■ **Work to be completed**: Rewrite the listing below, replacing "deepest inside it" with "most central within it" everywhere and leaving everything else unchanged.

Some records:

* * *

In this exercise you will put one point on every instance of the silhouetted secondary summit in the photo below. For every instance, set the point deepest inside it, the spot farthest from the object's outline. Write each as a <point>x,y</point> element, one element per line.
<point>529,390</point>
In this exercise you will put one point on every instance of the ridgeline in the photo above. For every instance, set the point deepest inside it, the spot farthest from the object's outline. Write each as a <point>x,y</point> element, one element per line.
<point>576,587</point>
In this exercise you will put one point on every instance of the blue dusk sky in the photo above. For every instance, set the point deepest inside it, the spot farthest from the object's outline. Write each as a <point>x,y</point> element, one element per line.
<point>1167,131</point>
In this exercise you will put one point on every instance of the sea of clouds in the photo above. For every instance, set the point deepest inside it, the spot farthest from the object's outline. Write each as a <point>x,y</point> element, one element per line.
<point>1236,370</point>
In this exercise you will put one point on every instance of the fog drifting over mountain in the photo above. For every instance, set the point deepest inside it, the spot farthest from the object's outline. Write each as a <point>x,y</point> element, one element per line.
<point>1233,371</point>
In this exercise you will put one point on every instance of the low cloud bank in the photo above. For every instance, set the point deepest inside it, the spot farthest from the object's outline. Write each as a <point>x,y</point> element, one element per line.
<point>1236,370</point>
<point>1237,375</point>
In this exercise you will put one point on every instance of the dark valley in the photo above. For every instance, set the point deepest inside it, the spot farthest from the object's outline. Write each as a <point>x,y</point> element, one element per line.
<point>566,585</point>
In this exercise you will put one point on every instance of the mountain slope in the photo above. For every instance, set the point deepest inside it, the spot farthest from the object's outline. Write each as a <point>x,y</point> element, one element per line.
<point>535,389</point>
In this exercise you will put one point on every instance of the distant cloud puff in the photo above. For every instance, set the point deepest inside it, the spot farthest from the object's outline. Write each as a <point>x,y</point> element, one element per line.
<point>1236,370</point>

* * *

■ **Solution to the problem**:
In this exercise you will put one point on every instance of the silhouetted secondary summit in the photo below. For every instance, set the point most central within it, the spot farthest from the object's outline. Write each as a <point>x,y</point> element, one element per line.
<point>529,390</point>
In this exercise you will put one point on every instance of the ridgeline in the photo above. For every instance, set the point most central within it, the spot farthest from the object's outline. Write each as a <point>x,y</point> element, one element per line.
<point>576,587</point>
In this exercise you will put one point on every instance of the blue dusk sky in the photo above. For every instance, set the point most central within it, the spot farthest from the object's outline. Write each as a <point>x,y</point> element, one element per line.
<point>1167,131</point>
In this exercise you will put one point on every instance of the sea of clouds in the photo above. For every instance, set the point most central within it, the spot farthest from the object's outline. Write each as a <point>x,y</point> element, one element per line.
<point>1236,370</point>
In this exercise you will put one point on every instance of the fog drifting over mountain in the photo above. For every instance, set the point most central within it, the spot farthest from the object's outline. Write each as a <point>x,y</point> element, one element per line.
<point>1233,371</point>
In this exercise you will put one point on every instance of the low cloud bank in the photo above. For every instance, set the point most central within it, the spot farthest from the object's outline. Write each as a <point>x,y</point> element, one element per line.
<point>1236,370</point>
<point>1237,375</point>
In this exercise you will put one point on every instance of the dark valley in the photo above. For every instance, set the point most central within it, the spot farthest from the object's outline. Write each as a <point>x,y</point> element, one element per line.
<point>566,585</point>
In this exercise you will put one point on every instance of the mountain slope in the photo above. For every instance, set the point most central within it, the spot farthest from the object's outline. Write each as a <point>x,y</point> element, one element per line.
<point>535,389</point>
In this exercise you will put one point on every instance of the distant cloud puff in the photo above. For every instance, set the point most central within it, the spot farthest from the object's outline. Write each as a <point>x,y</point> element, one element per line.
<point>1236,370</point>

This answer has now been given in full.